--- DATASET ENTRIES Enclosed Below ---
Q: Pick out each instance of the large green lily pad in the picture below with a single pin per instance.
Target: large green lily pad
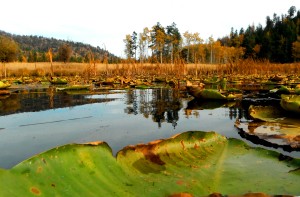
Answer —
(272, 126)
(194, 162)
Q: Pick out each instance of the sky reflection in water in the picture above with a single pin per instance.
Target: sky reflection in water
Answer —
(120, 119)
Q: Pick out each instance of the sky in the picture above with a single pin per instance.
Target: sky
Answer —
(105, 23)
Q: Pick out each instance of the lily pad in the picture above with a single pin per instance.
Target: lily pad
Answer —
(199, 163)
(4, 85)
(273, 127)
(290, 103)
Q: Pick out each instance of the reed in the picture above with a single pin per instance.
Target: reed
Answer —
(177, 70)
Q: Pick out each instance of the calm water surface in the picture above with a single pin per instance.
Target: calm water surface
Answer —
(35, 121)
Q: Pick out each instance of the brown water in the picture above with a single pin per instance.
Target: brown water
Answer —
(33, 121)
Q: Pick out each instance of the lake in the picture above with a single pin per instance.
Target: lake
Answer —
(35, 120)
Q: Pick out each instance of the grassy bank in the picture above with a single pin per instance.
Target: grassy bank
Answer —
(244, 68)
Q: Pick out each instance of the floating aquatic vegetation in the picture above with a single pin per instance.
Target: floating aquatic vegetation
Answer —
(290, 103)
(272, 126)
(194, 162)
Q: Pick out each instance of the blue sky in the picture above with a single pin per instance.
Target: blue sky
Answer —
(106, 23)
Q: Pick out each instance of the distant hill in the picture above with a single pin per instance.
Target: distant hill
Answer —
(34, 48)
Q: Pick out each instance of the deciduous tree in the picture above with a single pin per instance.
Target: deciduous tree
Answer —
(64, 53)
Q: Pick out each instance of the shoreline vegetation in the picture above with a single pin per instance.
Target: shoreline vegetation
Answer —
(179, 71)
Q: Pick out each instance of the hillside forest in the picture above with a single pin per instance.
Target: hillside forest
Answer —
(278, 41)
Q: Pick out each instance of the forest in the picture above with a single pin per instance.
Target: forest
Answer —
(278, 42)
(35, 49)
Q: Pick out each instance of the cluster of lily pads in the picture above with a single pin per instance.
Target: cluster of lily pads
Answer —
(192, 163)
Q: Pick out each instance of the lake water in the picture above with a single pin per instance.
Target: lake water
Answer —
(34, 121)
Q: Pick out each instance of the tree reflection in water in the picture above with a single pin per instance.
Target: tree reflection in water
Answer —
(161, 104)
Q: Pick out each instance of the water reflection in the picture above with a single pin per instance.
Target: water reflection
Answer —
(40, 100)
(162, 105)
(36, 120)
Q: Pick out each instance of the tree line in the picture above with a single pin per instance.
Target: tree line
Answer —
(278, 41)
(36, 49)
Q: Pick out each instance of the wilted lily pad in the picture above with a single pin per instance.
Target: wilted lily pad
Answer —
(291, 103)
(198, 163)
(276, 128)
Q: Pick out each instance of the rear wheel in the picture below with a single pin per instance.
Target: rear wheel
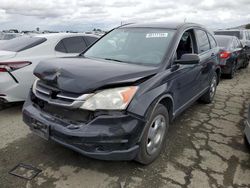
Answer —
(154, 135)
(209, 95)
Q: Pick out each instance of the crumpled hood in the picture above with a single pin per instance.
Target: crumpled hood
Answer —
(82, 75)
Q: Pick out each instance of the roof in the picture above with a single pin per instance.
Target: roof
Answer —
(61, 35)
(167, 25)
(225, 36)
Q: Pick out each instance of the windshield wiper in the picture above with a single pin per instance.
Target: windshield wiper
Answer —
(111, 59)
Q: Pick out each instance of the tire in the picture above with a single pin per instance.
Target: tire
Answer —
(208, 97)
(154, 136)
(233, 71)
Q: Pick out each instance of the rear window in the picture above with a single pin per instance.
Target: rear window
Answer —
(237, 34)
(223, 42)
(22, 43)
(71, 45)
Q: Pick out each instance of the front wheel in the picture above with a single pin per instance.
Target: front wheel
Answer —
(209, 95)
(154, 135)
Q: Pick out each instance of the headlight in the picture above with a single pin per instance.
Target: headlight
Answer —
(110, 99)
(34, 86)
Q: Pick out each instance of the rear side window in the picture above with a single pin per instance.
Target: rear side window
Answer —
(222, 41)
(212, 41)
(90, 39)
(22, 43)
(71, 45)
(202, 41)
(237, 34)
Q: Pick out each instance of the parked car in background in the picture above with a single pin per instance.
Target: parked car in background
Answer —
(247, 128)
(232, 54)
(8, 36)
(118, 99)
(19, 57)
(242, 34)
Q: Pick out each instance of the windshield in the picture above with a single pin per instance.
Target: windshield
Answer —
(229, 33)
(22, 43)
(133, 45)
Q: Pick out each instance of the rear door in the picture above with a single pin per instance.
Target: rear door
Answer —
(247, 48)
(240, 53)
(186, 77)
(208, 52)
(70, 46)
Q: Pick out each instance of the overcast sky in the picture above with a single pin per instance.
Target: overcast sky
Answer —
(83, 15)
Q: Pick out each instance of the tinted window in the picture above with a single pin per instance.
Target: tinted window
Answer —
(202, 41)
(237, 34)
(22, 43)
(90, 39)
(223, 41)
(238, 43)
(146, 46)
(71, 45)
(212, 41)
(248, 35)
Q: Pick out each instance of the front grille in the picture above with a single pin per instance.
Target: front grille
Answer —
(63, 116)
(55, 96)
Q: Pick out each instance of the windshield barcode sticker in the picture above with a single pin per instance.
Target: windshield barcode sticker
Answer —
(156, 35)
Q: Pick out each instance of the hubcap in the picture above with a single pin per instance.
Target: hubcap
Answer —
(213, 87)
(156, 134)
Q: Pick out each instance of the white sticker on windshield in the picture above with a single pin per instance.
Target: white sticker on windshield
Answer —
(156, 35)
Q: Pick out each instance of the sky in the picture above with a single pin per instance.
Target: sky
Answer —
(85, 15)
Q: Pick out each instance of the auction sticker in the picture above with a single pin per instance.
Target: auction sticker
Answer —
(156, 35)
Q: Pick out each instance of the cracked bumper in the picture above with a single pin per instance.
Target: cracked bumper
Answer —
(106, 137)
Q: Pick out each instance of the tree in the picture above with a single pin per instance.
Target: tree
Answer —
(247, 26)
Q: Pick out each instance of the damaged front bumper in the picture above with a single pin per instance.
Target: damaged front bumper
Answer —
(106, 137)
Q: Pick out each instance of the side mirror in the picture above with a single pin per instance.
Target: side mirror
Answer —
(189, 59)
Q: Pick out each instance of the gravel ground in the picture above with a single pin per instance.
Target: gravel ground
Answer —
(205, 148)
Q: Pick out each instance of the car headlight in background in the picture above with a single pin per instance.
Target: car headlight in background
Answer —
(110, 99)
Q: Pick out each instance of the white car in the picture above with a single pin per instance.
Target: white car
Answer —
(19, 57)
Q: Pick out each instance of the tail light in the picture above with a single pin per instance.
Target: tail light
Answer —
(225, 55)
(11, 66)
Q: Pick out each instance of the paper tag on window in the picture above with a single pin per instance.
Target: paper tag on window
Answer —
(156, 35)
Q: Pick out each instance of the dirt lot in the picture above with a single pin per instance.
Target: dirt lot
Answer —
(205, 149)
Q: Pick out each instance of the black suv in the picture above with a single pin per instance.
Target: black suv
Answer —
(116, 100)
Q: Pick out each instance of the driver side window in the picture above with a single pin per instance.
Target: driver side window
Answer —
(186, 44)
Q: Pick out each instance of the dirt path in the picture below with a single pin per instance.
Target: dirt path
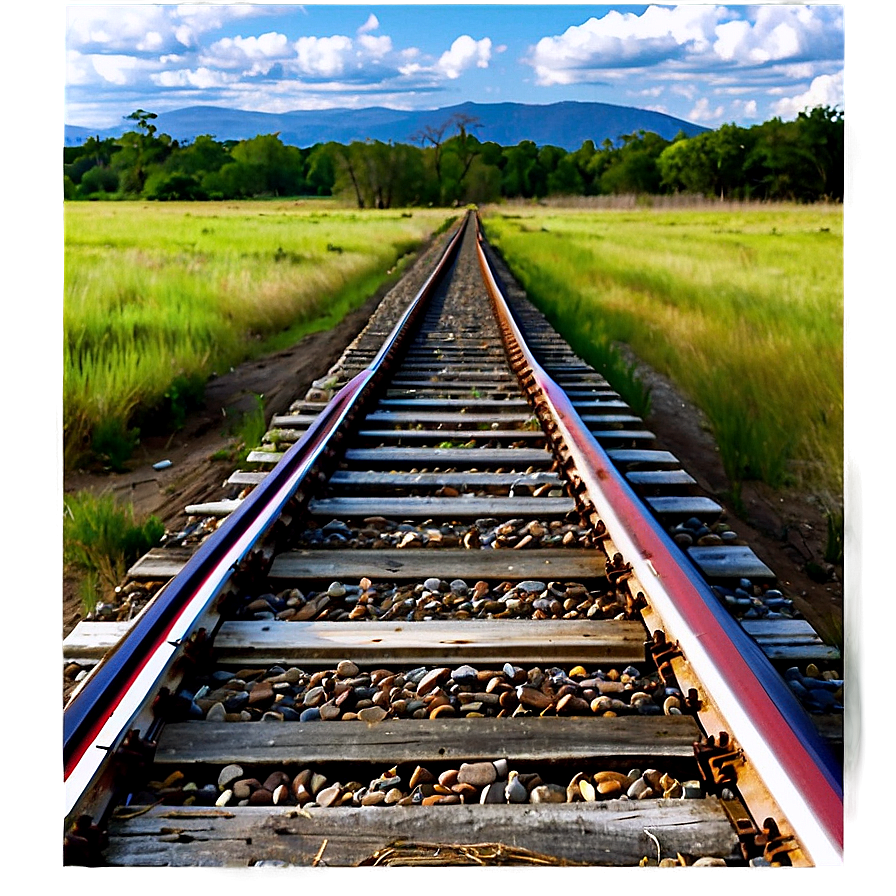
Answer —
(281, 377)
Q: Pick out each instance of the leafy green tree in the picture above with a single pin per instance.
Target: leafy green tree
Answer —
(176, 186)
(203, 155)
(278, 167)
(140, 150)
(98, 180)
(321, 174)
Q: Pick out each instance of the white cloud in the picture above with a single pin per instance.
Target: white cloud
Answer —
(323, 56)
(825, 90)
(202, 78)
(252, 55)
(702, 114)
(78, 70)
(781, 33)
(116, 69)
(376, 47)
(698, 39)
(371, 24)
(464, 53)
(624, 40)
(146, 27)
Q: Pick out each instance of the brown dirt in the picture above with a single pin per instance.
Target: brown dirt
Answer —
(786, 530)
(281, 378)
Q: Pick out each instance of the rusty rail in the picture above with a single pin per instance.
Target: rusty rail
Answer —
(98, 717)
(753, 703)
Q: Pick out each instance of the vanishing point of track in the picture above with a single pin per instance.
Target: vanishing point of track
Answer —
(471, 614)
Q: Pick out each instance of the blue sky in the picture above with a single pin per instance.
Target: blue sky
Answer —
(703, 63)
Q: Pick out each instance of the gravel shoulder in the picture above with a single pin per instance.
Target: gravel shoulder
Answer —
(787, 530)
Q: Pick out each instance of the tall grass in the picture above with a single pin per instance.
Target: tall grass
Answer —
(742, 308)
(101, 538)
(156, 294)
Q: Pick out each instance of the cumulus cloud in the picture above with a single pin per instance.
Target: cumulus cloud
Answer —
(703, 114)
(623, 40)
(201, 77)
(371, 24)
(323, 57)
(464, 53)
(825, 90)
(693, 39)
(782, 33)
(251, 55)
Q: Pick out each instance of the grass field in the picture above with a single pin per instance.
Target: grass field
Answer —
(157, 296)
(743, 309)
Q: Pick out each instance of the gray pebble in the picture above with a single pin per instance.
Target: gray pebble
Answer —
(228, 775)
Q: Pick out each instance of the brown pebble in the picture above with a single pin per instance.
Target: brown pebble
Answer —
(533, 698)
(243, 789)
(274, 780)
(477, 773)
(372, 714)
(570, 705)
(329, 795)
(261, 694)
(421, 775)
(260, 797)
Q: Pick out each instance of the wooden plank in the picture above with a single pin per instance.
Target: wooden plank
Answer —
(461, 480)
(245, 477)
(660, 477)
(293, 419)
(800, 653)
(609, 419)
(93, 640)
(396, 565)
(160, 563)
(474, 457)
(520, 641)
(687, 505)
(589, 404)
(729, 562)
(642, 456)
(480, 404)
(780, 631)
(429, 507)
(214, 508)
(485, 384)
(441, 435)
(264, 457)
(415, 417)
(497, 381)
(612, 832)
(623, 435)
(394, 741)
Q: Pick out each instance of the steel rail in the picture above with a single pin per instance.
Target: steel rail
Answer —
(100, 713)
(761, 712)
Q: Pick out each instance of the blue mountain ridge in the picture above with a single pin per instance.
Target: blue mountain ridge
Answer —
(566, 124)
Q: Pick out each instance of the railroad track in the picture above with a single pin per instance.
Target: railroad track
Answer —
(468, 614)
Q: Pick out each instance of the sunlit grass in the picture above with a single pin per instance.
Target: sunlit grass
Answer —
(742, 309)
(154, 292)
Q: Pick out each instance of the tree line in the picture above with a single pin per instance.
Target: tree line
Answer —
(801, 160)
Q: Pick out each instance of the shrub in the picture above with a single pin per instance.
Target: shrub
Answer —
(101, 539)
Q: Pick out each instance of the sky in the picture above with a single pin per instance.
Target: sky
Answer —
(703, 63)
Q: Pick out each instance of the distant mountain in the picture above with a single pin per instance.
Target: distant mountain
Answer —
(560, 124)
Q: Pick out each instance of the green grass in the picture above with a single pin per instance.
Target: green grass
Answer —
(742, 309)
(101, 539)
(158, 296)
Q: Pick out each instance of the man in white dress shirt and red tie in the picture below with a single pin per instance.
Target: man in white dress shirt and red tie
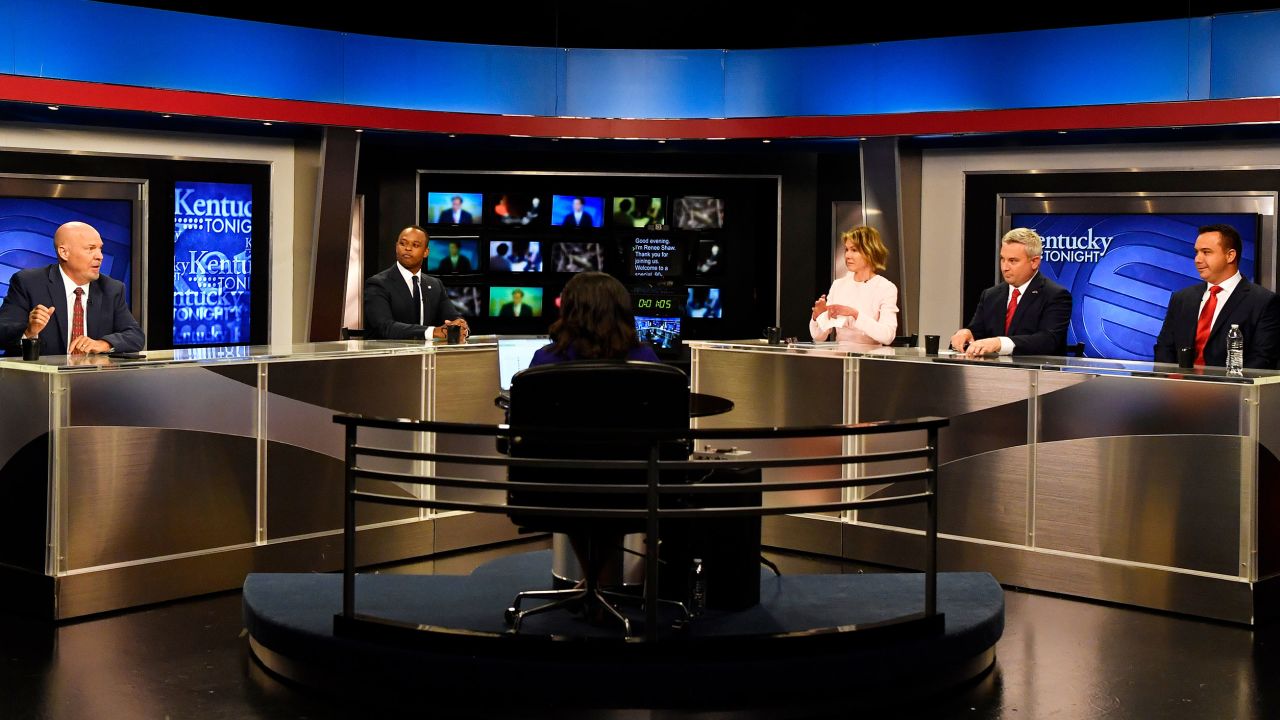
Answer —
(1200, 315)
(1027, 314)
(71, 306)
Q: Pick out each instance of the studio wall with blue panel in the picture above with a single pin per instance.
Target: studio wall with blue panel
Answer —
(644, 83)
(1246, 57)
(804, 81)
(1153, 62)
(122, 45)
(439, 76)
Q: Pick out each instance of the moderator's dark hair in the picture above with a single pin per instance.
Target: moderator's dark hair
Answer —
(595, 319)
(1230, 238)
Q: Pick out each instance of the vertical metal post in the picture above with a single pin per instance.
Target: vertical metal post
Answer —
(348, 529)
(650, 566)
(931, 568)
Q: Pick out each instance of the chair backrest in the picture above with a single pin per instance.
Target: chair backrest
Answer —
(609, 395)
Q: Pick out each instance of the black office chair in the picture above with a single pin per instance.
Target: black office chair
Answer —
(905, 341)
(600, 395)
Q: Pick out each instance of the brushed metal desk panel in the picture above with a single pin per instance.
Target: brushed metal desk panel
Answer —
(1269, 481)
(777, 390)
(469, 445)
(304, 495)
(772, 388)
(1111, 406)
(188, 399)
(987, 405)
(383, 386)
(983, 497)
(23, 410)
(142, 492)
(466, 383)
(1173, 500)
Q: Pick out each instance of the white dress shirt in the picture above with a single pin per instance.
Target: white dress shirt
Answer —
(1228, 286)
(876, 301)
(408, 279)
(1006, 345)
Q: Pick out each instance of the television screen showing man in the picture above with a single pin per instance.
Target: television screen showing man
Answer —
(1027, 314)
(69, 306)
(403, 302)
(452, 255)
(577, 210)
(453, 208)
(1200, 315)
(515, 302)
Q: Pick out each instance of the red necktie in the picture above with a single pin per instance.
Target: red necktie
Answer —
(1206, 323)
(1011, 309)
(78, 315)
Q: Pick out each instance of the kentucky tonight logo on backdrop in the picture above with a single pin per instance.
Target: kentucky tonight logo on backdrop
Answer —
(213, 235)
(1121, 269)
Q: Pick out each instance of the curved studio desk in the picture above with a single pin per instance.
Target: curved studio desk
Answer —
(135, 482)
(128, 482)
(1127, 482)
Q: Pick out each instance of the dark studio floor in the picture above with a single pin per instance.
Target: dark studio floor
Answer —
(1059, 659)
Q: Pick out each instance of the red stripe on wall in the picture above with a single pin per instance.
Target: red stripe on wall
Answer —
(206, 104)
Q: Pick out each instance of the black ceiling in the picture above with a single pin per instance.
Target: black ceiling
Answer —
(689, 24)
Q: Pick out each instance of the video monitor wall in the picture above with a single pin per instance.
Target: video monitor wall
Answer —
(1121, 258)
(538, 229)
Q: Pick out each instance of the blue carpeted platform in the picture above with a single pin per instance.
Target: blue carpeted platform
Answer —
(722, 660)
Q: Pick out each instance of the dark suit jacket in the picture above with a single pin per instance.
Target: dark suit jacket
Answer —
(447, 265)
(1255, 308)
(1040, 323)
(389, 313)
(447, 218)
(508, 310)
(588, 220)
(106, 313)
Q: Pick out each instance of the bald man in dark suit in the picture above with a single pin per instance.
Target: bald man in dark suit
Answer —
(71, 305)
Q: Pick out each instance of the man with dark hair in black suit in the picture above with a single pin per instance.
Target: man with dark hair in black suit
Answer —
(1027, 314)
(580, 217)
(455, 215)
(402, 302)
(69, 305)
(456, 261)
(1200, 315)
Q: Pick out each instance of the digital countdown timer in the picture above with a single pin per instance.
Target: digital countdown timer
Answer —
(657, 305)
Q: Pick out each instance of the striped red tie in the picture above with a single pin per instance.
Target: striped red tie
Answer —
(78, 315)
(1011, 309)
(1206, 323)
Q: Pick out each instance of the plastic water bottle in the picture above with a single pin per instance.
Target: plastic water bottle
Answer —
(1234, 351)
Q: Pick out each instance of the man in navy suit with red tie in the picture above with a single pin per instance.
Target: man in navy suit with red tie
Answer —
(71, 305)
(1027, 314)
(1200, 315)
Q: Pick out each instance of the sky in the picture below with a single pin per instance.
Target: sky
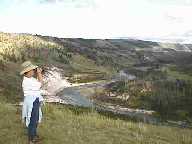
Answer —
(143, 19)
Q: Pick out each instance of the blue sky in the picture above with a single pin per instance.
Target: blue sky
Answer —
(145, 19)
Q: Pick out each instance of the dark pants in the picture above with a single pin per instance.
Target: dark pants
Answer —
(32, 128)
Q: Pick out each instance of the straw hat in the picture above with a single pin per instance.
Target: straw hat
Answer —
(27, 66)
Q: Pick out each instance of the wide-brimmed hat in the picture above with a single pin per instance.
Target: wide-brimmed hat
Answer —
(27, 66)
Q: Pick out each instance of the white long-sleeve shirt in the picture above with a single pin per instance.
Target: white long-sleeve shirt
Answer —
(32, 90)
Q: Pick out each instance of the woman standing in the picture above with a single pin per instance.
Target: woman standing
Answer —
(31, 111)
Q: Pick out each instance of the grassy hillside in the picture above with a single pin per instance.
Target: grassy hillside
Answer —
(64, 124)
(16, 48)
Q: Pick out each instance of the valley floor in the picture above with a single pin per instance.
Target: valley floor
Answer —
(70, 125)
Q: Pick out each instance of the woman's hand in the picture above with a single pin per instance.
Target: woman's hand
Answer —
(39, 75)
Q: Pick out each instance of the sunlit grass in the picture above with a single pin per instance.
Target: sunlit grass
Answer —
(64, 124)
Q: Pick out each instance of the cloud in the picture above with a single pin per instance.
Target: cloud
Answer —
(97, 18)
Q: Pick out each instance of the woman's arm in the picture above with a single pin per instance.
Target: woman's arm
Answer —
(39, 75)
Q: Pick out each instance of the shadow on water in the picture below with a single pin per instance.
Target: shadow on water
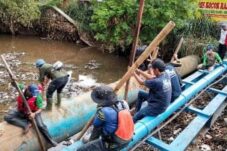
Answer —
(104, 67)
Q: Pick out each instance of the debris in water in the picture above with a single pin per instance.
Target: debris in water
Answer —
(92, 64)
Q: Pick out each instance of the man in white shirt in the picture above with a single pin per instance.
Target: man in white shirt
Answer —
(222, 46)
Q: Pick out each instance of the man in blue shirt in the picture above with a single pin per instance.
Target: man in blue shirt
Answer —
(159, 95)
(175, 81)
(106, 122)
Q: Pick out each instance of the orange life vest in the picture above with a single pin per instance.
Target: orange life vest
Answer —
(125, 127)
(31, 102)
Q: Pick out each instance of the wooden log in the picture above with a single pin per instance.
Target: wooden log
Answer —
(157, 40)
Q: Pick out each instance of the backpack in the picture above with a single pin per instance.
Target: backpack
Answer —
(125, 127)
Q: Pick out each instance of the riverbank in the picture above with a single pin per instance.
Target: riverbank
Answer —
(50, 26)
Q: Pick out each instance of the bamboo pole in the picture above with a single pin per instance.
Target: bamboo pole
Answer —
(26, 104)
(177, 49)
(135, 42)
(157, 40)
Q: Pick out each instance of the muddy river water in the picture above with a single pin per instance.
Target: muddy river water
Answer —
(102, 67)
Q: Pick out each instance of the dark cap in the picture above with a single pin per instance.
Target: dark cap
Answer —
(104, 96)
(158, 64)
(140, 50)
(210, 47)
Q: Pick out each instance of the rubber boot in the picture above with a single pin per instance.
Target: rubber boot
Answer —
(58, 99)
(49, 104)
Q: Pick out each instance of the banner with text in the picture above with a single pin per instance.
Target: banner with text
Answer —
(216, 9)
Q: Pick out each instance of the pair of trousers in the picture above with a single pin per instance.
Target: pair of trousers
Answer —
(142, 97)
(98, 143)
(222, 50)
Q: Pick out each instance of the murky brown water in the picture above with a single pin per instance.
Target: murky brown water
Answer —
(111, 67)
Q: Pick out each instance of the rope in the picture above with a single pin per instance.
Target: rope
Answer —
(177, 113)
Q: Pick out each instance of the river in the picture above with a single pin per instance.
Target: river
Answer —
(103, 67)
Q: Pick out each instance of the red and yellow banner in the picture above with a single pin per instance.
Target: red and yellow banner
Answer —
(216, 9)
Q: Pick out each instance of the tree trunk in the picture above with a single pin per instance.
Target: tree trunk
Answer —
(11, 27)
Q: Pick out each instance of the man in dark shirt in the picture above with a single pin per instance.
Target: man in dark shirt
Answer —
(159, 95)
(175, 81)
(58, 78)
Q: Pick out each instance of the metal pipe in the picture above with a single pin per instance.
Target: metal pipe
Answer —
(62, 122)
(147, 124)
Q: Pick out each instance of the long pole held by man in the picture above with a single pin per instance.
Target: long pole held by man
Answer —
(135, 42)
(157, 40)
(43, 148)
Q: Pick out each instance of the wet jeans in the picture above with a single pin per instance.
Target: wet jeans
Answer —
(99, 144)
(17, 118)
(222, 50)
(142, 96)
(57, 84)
--- End of Enclosed DATASET ENTRIES ---
■ PROBLEM TO WORK ON
Report only a number: how many lines in the material above contain the string "woman".

■ RESULT OF THIS EXERCISE
6